**DOCUMENT:**
════════════════

The goal of the Kernel DMA feature is to enable the user to start DMA operations from kernels when executing them on RefSi M1 and wait for these operations to complete. DMA operations started this way transfer data between global and local memory. It is intended to be a reference implementation that can be used to understand how such a feature can be implemented and exposed through the oneAPI Construction Kit.
One use case for Kernel DMA is to implement tiling of data stored in global buffers, using local memory as temporary storage for the data tiles. When DMA is supported by the hardware, it is typically a much faster way of transferring data compared to manually fetching the data using regular load and store instructions in the kernel, which potentially goes through a data cache. Data transfers should happen asynchronously, so that double-buffering techniques can be used to perform data transfer in parallel with computation in the kernel.
Operations
Two new operations are introduced with this feature: start DMA operation and wait for DMA operation to finish. Both operations can be triggered in the same way as existing IO-mapped operations such as ‘exit’, ‘print’ and ‘barrier’. This is done by either writing to or reading from registers in the dma_io memory region (0x20002000 to 0x200020ff for RefSi M1).
Start DMA Operation
Starting a new DMA operation can be done by setting the LSB of the DMA Transfer Control register to one. When this happens, all of the DMA-related registers for that hart are read and a DMA operation is enqueued. Once a transfer has been started on a hart, further transfers can be started without having to wait for the first transfer to finish. This allows for multiple DMA transfers to be outstanding for a hart at any given time. The maximum number of concurrent transfers is implementation-dependent.

════════════════

**THINGS TO DO:**
(a) According to the Kernel DMA description, what address range does the dma_io memory region occupy on RefSi M1?
(b) Set down, word for word, everything in the Kernel DMA description from "One use case" down to "in the kernel.".
The items after this point are separate material, unrelated to the Kernel DMA description.

════════════════

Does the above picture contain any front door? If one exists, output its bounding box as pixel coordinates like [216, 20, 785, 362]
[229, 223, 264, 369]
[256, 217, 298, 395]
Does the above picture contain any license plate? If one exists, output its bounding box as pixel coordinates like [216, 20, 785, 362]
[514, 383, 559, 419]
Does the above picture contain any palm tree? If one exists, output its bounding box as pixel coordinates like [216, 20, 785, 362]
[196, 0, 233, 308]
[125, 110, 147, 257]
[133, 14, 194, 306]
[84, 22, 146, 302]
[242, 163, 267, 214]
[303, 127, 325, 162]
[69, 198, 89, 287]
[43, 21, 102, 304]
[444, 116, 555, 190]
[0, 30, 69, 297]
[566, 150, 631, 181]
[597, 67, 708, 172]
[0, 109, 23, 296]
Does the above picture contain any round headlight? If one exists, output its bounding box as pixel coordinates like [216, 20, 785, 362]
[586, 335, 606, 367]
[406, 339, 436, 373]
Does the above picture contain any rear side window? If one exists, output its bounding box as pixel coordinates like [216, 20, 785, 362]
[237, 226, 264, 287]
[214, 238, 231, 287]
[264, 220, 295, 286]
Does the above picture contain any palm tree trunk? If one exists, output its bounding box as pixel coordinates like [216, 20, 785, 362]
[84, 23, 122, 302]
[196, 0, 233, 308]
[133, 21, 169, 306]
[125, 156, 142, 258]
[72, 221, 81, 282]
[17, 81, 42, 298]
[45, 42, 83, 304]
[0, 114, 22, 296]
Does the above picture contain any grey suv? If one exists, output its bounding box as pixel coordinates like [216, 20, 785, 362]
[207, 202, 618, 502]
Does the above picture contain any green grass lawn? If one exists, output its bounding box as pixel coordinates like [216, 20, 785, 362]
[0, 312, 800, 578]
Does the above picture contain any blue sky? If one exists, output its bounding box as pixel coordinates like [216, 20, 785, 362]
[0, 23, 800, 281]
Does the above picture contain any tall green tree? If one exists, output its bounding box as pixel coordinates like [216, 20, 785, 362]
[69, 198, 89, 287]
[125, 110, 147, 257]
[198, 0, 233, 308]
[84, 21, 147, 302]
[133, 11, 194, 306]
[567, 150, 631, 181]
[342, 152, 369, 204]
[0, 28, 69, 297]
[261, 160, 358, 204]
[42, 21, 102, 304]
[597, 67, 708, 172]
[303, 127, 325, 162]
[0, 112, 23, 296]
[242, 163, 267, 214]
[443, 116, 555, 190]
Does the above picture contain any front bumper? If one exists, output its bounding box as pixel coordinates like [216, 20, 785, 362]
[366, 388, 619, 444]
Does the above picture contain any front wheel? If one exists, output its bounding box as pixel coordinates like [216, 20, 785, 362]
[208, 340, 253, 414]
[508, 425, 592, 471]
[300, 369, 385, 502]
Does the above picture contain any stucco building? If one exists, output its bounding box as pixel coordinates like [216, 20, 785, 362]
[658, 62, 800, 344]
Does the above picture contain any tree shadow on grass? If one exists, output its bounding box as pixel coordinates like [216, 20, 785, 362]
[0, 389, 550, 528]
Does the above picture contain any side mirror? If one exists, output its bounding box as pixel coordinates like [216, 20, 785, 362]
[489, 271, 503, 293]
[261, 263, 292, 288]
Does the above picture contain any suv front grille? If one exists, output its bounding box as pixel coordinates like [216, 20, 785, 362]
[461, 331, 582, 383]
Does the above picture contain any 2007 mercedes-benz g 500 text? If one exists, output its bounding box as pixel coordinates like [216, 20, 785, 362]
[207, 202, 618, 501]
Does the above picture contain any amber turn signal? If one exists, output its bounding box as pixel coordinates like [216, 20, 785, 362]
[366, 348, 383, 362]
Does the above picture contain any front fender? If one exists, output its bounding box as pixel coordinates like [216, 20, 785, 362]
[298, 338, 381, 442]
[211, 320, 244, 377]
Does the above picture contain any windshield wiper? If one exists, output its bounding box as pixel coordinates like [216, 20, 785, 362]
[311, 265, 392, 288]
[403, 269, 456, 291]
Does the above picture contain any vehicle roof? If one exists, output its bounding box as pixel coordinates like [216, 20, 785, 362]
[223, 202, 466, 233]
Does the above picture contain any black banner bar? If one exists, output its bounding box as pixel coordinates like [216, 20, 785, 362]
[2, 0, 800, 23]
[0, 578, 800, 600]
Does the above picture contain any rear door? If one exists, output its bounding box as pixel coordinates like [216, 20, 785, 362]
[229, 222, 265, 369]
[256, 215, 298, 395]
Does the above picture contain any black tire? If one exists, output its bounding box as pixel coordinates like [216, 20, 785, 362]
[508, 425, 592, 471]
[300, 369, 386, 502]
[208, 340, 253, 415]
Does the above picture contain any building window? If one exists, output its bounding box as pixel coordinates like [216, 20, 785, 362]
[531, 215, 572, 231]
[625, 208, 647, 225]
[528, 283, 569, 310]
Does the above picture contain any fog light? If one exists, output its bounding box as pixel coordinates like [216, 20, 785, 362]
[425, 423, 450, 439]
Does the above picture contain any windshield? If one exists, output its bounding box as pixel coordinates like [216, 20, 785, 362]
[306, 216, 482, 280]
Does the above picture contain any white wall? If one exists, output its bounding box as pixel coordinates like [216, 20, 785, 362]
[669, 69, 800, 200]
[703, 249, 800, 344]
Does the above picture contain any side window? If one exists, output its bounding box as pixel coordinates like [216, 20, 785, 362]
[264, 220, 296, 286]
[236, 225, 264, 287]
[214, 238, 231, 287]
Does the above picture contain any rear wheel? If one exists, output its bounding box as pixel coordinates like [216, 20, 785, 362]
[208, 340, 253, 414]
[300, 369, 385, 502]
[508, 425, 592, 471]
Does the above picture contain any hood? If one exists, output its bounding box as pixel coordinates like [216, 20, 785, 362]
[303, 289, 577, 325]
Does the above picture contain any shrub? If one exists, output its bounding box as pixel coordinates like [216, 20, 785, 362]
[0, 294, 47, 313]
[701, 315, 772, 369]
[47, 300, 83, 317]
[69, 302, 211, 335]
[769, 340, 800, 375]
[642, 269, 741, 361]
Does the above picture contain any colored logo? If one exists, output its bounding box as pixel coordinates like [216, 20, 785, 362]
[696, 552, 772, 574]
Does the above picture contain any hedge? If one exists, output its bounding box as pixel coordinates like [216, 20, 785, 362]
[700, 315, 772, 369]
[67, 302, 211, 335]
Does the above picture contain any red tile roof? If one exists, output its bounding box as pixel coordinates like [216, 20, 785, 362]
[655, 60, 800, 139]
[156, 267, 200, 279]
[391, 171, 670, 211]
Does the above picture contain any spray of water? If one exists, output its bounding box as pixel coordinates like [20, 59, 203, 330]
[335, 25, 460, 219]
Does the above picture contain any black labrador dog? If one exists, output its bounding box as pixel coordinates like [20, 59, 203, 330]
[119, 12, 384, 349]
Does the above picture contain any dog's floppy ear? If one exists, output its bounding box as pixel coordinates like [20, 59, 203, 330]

════════════════

**COMPLETED EXERCISE:**
(a) 0x20002000 to 0x200020ff

(b)
One use case for Kernel DMA is to implement tiling of data stored in global buffers, using local memory as temporary storage for the data tiles. When DMA is supported by the hardware, it is typically a much faster way of transferring data compared to manually fetching the data using regular load and store instructions in the kernel, which potentially goes through a data cache. Data transfers should happen asynchronously, so that double-buffering techniques can be used to perform data transfer in parallel with computation in the kernel.